— START PAGE —

# Another day at W/B



## southern Dan (Sep 10, 2019)

no muskie today. Tired everything i could think of and what you guy gave me advice about. But I did end up with 2 crappie 4 largemouth 9 whitebass and flat laid into the walleyes. Im at the point of. I dont even know how to put it. Any advice


----------



## Karl Wolf (Apr 26, 2020)

If you really want a musky,focus on the musky. Forget all those other "baitfish" youve mentioned above. Dont toss baits that will catch them, focus on musky baits. Threat them like big bass that like to hold a tiny bit deeper. You'll eventually get one doing exactly what your doing but you aint gonna be catching tons of musky if you're fishing for walleye and white bass.
Most of these musky guys will tell you, you've got to put in some serious work,sometimes getting nothing to have those really good days where they are hitting hard,striking on the follow. Thats the best advice i can give.


----------



## Karl Wolf (Apr 26, 2020)

Btw, id like to hear about your laying into the eyes technique there.


----------



## southern Dan (Sep 10, 2019)

I sent you a msg. Info helps alot. I don't fish for the eyes or white bass or anything else except for the muskie there. I have used baits from muskie size down to crappie size. Maybe one day I can hook into one . Small or large still would mean the world to me


----------



## Rocknut (Apr 17, 2015)

Try a big 1 to 1.5 oz big spinner bait musky sized my go too color is white. or a large musky inline spinner in various colors. Look for weed beds.


----------



## Cast4em (May 15, 2018)

Danny flathead chaser said:


> I sent you a msg. Info helps alot. I don't fish for the eyes or white bass or anything else except for the muskie there. I have used baits from muskie size down to crappie size. Maybe one day I can hook into one . Small or large still would mean the world to me


So let’s see . Your begging for advice on how to catch a Muskie ... then when someone asks about how your catching the walleyes you hide in a private message. Wow!


----------



## K gonefishin (May 4, 2004)

If you are catching all those other fish, you aren't fishing for musky. I have been been musky fishing hard at branch for 5 season now, I have yet to catch a fish that's not a musky. If you want to catch musky fish for musky, you must be throwing catch all style baits and likely without a leader, IMO that'a mistake.


----------



## Karl Wolf (Apr 26, 2020)

Ive only accidentally caught a couple large size bass while musky fishing,nothing else. 5lb bass gonna eat like a 5 lb bass,lol


----------



## Karl Wolf (Apr 26, 2020)

Cast4em said:


> So let’s see . Your begging for advice on how to catch a Muskie ... then when someone asks about how your catching the walleyes you hide in a private message. Wow!

— END PAGE —
— START INFORMATION SHOWN —

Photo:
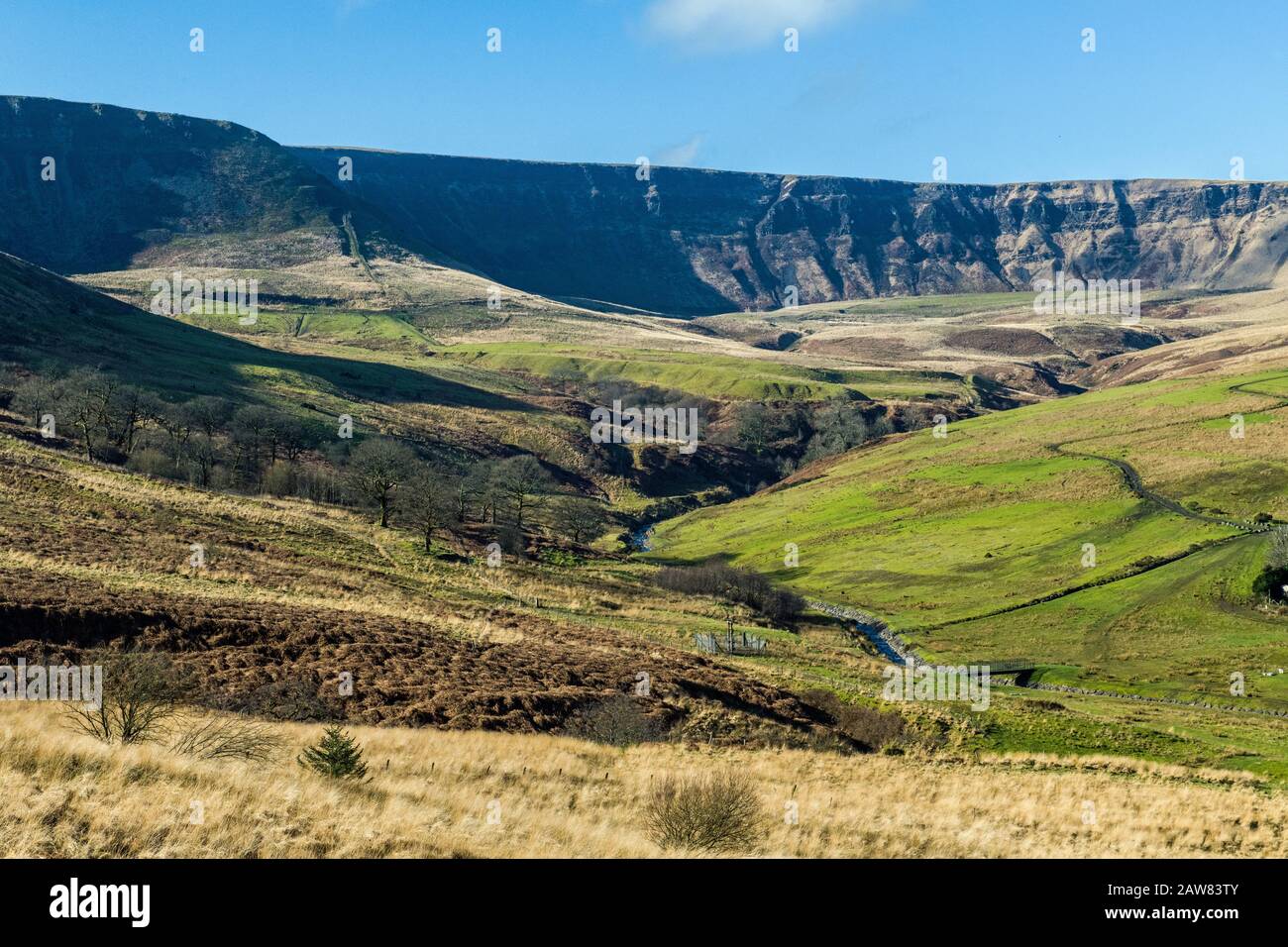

— END INFORMATION SHOWN —

### THINGS TO DO:
- 1) Translate this sentence from the muskie fishing thread into Spanish: "If you are catching all those other fish, you aren't fishing for musky."
- 2) Extract the stretch from "Most of these" through "eyes technique there." in the muskie fishing thread, copying it word for word.

### ANSWERS TO EACH TASK:
- 1) Si estás atrapando todos esos otros peces, no estás pescando musky.

- 2)
Most of these musky guys will tell you, you've got to put in some serious work,sometimes getting nothing to have those really good days where they are hitting hard,striking on the follow. Thats the best advice i can give.


----------



## Karl Wolf (Apr 26, 2020)

Btw, id like to hear about your laying into the eyes technique there.